TÂCHES À FAIRE:
• 1. Réponds à ces questions à partir du texte sur la demande de référendum :
(a) À quelle date le recours a-t-il été déposé auprès du Tribunal fédéral ?
(b) De combien de jours les recourants voulaient-ils prolonger le délai référendaire ?
(c) Combien de signatures valables ont été recueillies ?
• 2. Restitue mot pour mot le passage du texte sur la demande de référendum, de « Le 29 novembre » à « d'un nouveau délai référendaire. ».

EXTRAIT DU DOCUMENT:
Le 29 novembre 1989, alors que le décompte des signatures de la demande de référendum n'était pas encore connu, l'Association contre l'aérodrome d'Etagnières ainsi que X. à Epalinges et Y. à Etagnières ont déposé auprès du Tribunal fédéral un recours de droit public pour violation du droit de vote. Les recourants y alléguaient que la récolte des signatures avait été perturbée par les membres d'un "Groupe de soutien au détournement de Cheseaux-sur-Lausanne", ainsi que par le Conseil communal et la Municipalité de Cheseaux qui étaient intervenus dans la campagne
BGE 116 Ia 466 S. 468
référendaire. Ils concluaient au renvoi de la cause au Conseil d'Etat pour nouvelle publication du décret du 25 septembre 1989, avec indication d'un nouveau délai référendaire.
Les recourants ont saisi simultanément le Conseil d'Etat d'une requête visant à obtenir une prolongation de quarante jours du délai référendaire et, subsidiairement, une nouvelle publication du décret du 25 septembre 1989, avec nouveau délai référendaire. Le 1er décembre 1989, le Conseil d'Etat leur fit savoir qu'il n'avait pas de pouvoir pour prolonger ou modifier le délai référendaire fixé par l'art. 27 de la Constitution vaudoise. Le 8 décembre 1989, il les informa en outre que la demande de référendum n'avait pas abouti: en effet, 7396 signatures valables avaient été recueillies, alors que la loi en requérait 12 000 au minimum.

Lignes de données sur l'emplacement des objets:
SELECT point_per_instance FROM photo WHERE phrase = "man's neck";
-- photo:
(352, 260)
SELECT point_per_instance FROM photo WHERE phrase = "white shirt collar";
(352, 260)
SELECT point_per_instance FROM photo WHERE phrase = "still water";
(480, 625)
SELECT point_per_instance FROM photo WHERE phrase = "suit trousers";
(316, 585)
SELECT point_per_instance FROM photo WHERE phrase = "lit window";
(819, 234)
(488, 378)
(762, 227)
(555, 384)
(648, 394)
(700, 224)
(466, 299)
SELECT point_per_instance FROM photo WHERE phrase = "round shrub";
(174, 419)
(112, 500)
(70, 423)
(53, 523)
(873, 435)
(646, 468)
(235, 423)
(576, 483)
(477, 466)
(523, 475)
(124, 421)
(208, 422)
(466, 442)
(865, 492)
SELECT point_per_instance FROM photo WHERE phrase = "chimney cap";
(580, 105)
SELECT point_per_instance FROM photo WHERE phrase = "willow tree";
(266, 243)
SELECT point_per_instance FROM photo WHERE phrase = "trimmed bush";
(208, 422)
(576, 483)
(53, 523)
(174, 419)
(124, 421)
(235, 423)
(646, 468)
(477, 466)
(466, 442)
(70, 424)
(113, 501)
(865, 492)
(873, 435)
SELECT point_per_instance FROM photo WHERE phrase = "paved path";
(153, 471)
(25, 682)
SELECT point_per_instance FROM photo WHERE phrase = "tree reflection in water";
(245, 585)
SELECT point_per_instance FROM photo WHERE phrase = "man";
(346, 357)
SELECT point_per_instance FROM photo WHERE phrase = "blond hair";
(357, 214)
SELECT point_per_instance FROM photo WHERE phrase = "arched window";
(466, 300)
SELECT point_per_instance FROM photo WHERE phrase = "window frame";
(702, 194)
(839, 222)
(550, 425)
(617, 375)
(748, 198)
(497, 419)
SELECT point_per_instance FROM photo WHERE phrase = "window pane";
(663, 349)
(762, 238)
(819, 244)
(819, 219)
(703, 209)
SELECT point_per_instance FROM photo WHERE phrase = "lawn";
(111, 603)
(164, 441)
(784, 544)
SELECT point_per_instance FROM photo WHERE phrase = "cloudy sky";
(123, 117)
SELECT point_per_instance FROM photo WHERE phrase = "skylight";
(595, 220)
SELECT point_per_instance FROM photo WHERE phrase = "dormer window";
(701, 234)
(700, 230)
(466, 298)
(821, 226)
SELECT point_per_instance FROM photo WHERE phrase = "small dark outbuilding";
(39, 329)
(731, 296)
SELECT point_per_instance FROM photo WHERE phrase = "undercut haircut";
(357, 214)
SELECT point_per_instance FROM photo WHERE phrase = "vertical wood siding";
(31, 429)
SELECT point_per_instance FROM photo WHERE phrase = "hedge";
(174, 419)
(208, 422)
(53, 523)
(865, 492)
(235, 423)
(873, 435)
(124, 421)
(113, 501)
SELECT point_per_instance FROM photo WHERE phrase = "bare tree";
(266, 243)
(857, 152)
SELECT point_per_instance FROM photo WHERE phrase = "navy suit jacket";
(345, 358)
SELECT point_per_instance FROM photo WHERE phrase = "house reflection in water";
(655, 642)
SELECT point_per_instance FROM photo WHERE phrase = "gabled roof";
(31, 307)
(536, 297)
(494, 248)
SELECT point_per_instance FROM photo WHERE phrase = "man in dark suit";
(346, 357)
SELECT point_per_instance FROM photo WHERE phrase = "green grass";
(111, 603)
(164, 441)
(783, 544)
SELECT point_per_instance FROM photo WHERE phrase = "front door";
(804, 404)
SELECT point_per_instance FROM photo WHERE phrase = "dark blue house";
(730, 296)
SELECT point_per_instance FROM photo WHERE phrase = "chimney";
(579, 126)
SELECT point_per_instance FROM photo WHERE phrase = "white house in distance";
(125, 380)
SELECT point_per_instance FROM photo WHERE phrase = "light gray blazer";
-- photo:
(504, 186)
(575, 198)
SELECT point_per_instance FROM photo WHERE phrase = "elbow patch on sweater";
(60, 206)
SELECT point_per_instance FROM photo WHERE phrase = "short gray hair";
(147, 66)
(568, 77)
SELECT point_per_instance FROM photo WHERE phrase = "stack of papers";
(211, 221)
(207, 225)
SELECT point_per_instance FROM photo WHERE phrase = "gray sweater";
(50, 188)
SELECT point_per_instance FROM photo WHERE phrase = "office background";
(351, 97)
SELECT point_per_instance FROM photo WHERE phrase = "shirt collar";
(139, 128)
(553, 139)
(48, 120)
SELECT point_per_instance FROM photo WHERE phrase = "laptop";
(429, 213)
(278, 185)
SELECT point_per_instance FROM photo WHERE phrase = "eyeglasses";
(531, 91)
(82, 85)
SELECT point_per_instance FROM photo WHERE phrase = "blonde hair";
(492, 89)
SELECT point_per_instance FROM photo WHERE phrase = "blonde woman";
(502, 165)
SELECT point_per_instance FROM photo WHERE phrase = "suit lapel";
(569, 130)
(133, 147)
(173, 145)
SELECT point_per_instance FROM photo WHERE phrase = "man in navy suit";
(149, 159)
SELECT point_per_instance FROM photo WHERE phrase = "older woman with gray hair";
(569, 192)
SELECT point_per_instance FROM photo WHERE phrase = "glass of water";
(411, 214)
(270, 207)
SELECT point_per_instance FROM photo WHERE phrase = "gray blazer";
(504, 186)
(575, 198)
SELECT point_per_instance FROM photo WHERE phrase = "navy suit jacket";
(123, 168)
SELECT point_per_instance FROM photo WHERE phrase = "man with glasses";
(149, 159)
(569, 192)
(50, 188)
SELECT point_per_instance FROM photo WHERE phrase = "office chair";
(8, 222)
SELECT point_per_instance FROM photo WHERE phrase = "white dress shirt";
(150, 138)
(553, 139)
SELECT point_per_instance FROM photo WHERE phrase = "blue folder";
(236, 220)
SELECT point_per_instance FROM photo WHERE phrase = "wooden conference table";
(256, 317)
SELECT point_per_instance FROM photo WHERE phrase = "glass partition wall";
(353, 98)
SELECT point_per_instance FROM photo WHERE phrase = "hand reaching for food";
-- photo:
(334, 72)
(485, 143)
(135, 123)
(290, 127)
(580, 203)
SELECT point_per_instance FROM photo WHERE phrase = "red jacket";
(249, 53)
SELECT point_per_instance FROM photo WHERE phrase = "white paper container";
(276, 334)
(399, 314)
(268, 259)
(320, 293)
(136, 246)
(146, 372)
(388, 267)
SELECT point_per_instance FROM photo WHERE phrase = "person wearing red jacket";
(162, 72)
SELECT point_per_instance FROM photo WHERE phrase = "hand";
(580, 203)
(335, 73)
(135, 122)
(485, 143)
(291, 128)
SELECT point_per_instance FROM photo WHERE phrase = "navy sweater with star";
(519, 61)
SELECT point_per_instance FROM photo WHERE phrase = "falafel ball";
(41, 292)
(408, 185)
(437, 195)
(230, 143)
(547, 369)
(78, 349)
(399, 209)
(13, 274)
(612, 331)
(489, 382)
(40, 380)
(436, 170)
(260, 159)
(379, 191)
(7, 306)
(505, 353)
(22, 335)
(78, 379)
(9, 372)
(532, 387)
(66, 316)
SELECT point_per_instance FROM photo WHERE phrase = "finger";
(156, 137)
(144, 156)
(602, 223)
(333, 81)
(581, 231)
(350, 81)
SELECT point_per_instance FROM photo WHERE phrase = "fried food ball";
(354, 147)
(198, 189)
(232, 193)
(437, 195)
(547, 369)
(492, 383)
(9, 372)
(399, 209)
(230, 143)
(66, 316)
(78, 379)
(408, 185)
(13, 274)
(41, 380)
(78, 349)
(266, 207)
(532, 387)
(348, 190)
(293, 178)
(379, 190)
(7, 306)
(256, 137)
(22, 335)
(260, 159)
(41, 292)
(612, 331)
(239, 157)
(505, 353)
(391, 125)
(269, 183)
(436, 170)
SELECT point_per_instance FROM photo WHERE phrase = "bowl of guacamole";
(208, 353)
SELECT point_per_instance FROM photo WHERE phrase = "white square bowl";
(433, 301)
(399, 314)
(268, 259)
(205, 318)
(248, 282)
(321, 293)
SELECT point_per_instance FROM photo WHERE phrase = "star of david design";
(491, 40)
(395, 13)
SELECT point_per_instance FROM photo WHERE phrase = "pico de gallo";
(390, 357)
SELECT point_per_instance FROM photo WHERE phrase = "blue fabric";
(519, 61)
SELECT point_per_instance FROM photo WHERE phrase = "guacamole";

RÉPONSES AUX TÂCHES:
• 1.
(a) Le 29 novembre 1989.
(b) De quarante jours.
(c) 7396 signatures valables.

• 2.
Le 29 novembre 1989, alors que le décompte des signatures de la demande de référendum n'était pas encore connu, l'Association contre l'aérodrome d'Etagnières ainsi que X. à Epalinges et Y. à Etagnières ont déposé auprès du Tribunal fédéral un recours de droit public pour violation du droit de vote. Les recourants y alléguaient que la récolte des signatures avait été perturbée par les membres d'un "Groupe de soutien au détournement de Cheseaux-sur-Lausanne", ainsi que par le Conseil communal et la Municipalité de Cheseaux qui étaient intervenus dans la campagne
BGE 116 Ia 466 S. 468
référendaire. Ils concluaient au renvoi de la cause au Conseil d'Etat pour nouvelle publication du décret du 25 septembre 1989, avec indication d'un nouveau délai référendaire.